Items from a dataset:
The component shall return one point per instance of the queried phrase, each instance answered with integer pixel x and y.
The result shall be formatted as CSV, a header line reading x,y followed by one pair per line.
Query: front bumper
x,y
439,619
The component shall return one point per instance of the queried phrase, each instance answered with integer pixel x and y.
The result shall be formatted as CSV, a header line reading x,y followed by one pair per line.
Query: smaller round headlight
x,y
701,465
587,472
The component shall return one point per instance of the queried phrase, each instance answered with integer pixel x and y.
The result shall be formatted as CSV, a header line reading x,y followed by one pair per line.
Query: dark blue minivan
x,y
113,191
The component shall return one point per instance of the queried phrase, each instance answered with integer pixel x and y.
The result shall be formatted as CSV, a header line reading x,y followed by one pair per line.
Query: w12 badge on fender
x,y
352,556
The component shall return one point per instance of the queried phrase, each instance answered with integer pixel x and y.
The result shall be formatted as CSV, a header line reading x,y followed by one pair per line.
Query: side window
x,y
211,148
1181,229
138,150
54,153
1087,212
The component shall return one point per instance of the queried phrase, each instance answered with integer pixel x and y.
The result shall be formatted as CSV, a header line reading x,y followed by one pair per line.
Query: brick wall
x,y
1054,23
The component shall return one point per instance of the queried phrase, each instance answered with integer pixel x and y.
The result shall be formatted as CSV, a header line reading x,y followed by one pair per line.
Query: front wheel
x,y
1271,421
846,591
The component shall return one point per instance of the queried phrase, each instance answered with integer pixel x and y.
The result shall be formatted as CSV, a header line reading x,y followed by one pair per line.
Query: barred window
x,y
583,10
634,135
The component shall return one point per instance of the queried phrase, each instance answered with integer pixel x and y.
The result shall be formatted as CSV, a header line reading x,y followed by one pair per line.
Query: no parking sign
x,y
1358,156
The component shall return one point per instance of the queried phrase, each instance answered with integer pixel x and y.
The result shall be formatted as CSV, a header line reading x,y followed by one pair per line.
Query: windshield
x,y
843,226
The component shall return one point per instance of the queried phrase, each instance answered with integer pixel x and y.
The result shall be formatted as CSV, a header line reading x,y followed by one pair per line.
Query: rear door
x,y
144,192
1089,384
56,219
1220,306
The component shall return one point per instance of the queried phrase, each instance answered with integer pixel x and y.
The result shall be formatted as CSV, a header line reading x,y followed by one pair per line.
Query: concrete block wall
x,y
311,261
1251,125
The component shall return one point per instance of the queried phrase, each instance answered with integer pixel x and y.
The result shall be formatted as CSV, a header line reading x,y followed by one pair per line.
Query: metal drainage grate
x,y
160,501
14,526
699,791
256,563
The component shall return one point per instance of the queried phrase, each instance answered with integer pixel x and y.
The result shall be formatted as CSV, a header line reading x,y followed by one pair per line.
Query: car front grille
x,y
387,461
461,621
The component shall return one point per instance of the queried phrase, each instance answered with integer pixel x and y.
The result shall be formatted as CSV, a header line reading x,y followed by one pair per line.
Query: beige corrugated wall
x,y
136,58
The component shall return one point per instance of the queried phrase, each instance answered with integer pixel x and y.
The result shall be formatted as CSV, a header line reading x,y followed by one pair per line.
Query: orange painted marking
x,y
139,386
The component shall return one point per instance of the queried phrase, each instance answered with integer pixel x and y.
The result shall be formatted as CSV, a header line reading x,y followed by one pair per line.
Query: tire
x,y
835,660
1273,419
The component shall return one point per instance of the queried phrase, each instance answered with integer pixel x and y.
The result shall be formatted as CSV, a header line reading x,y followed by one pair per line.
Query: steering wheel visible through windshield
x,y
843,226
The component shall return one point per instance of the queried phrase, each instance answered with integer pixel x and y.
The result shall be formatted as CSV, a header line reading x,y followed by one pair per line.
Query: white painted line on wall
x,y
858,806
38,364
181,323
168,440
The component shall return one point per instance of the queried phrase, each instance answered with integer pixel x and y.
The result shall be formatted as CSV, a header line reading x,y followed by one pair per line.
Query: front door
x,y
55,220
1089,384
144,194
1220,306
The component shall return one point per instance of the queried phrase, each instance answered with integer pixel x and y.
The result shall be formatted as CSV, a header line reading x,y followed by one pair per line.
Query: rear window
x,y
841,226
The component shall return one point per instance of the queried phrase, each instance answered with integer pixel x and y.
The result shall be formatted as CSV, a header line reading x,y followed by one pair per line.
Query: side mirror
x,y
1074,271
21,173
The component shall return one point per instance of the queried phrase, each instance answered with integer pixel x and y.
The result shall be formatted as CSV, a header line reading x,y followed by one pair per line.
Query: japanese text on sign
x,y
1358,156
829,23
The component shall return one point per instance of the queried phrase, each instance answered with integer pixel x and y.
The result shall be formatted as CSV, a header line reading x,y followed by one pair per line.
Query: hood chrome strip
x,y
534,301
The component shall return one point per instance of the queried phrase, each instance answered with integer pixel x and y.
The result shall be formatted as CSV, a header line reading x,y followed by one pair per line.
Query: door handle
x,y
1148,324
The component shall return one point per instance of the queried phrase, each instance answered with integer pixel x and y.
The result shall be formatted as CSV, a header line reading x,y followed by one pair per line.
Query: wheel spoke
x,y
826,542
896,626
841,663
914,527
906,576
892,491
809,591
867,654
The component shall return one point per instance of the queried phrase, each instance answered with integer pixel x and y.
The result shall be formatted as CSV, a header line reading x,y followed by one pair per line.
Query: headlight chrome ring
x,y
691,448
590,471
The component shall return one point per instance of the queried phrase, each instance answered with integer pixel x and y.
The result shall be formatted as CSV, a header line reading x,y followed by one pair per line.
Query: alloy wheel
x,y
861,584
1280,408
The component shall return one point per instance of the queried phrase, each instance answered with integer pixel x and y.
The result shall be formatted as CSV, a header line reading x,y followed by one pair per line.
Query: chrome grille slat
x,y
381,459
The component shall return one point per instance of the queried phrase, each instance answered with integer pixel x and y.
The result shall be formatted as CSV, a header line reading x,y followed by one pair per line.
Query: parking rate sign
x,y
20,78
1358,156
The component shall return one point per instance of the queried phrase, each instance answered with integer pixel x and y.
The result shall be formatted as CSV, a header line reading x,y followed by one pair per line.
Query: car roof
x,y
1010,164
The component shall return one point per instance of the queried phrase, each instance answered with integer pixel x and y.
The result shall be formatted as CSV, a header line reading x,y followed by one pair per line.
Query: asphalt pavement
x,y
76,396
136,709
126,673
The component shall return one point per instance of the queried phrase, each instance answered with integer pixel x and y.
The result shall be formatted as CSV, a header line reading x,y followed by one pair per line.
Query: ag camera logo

**Goal of the exercise**
Each line above should be duplicated without any alteration.

**Expected answer**
The component shall return one point per instance of the queried phrase, each instance answered with integer pixel x and y.
The result shall be formatted as CSV, a header line reading x,y followed by one pair per line.
Query: front bumper
x,y
439,619
The component shall return one point per instance of the queried phrase, each instance answered with integer pixel x and y.
The result shall be formatted as CSV, a header line reading x,y followed by one pair per line.
Query: smaller round headlight
x,y
701,465
587,472
The component shall return one point per instance of the queried phrase, each instance answered with integer pixel x and y.
The result shall be formatted as CSV, a header line reading x,y followed by one pair per line.
Query: dark blue minivan
x,y
113,191
The component shall return one point per instance of the queried phrase, each instance answered with integer pixel x and y.
The result shall be formatted as CSV, a header line reading x,y followed by one pair per line.
Query: w12 badge on fender
x,y
352,556
The component shall return one point per instance of the queried phrase, each instance answered with integer pixel x and y.
The result shall be formatted as CSV, a header line reading x,y followed by one pair per line.
Query: side window
x,y
211,148
1181,229
138,150
54,153
1087,212
The component shall return one point per instance of the queried phrase, each instance answered with integer pixel x and y.
The result shall be formatted as CSV, a header line reading x,y followed by one pair per line.
Query: brick wall
x,y
1054,23
The component shall return one point per instance of the queried phrase, each instance answered with integer pixel x and y.
The result shall be formatted as CSV, a header line reading x,y followed by one pair per line.
Query: front wheel
x,y
1271,421
846,591
The component shall return one point per instance of the queried phrase, each instance answered with integer pixel x and y.
The result shall be formatted as CSV, a header line reading x,y followed by one pair per line.
Query: barred window
x,y
583,10
634,135
The component shall return one point per instance of the queried phrase, each instance answered with integer pixel x and y.
The result shall be formatted as CSV, a header line reading x,y followed by one pair per line.
Query: no parking sign
x,y
1358,156
The component shall return one point per instance of the queried phrase, each instance answered with integer pixel x and y.
The result shall be formatted as CSV, a header line reading x,y followed by one pair per line.
Query: windshield
x,y
843,226
The component shall return one point per instance of the queried phrase, each instance answered with integer pixel x and y.
The result shall be formatted as CSV, a header line reading x,y followed by one pair per line.
Query: rear door
x,y
144,192
1089,384
56,219
1220,306
The component shall return one point per instance of the queried phrase, each instance answered with integer pixel x and y.
The result shall be formatted as CSV, a header line reading x,y followed by one pair per line.
Query: concrete block wall
x,y
311,261
1251,125
The component shall return one point per instance of the queried phrase, each instance answered with integer pixel x and y.
The result shall be formatted as CSV, a header line reading x,y followed by one pair per line.
Query: metal drainage grate
x,y
160,501
14,526
699,791
256,563
The component shall return one point per instance of the queried phrase, each instance answered with integer pixel x and y.
The result shall be formatted as CSV, a header line reading x,y followed by one pair per line.
Query: car front grille
x,y
387,461
461,621
The component shall return one point per instance of the queried phrase, each instance answered with integer pixel x and y.
The result shall be formatted as CSV, a header line reading x,y followed by one pair per line.
Query: beige corrugated wall
x,y
136,58
The component shall return one point per instance of the queried phrase, each instance answered with integer pixel x and y.
The result shall be formatted as CSV, a header line reading x,y followed by one pair per line.
Query: orange painted marking
x,y
139,386
The component shall return one point per instance of the queried phrase, each instance answered with integer pixel x and y.
The result shall be formatted as CSV, a header line reading x,y followed by one pair per line.
Query: tire
x,y
835,660
1273,419
The component shall return one point per instance of the queried phrase, each instance answered with integer pixel x and y.
The result shall be formatted as CSV, a header line reading x,y followed by one pair per line.
Query: steering wheel visible through windshield
x,y
843,226
The component shall return one point per instance of the queried phrase, each instance answered with integer pixel x and y.
The result shall be formatted as CSV, a header line reading x,y followed by one pair per line.
Query: white painted line on wall
x,y
858,806
38,364
181,323
168,440
The component shall return one point per instance of the queried phrase, each instance answered with integer pixel x and y.
The result shall be formatted as CSV, a header line reading x,y followed by one pair per line.
Query: front door
x,y
55,220
1089,384
144,194
1220,306
The component shall return one point per instance of the queried phrase, each instance answered with integer pixel x and y.
The result shall be formatted as CSV, a header line reading x,y followed by one pair per line.
Query: rear window
x,y
841,226
The component shall return one point per instance of the queried phrase, each instance answered with integer pixel x and y.
The result shall be formatted as CSV, a header line reading x,y followed by one pair per line.
Query: side mirror
x,y
1074,271
21,173
The component shall return one point per instance of the queried phrase, each instance answered with integer pixel x and y.
The result shall be formatted as CSV, a header line reading x,y followed by one pair per line.
Query: japanese text on sign
x,y
1358,156
829,23
The component shall return one point per instance of the queried phrase, each instance answered with integer pixel x and y.
The result shall be formatted as CSV, a header line reading x,y followed by one pair per line.
Query: hood chrome strip
x,y
534,301
The component shall return one point per instance of the queried phrase, each instance answered with integer pixel x and y.
The result shall be formatted as CSV, a header line reading x,y followed by one pair per line.
Query: door handle
x,y
1148,324
The component shall return one point per instance of the queried phrase, each instance answered with integer pixel x and y.
The result shall be formatted as CSV, a header line reading x,y followed by one pair per line.
Query: wheel spoke
x,y
826,542
896,626
841,663
914,527
906,576
892,491
809,591
867,654
The component shall return one point per instance of the queried phrase, each instance answered with integer pixel x and y.
The result shall be formatted as CSV, a header line reading x,y followed by one pair per line.
Query: headlight chrome ring
x,y
691,448
590,471
The component shall return one point per instance of the queried phrase, each instance answered with integer pixel x and y.
The result shall be formatted as CSV, a header line reading x,y followed by one pair per line.
Query: alloy wheel
x,y
861,584
1280,408
The component shall return one point per instance of the queried phrase, each instance answered with integer pixel x and y.
The result shall be formatted as CSV, a header line reading x,y followed by one pair per line.
Query: chrome grille slat
x,y
381,459
The component shall return one point per instance of the queried phrase, each instance answered with integer pixel x and y.
The result shall be formatted as CSV, a header line reading x,y followed by one pair per line.
Query: parking rate sign
x,y
20,78
1358,156
The component shall return one point per instance of the queried phrase, each instance answered with integer pixel x and y.
The result shall be formatted as CSV, a header line reading x,y followed by one pair per line.
Query: car roof
x,y
1010,164
The component shall return one point per instance of the queried phrase, each instance answered with integer pixel x and y.
The result shall be formatted as CSV, a header line reading x,y followed by one pair per line.
Query: asphalt pavement
x,y
76,396
136,709
126,673
The component shall return one point per instance of the queried phrase, each instance answered with integer pixel x and y.
The result shall be formatted as CSV, a header line reading x,y followed by one pair per line.
Query: ag camera logo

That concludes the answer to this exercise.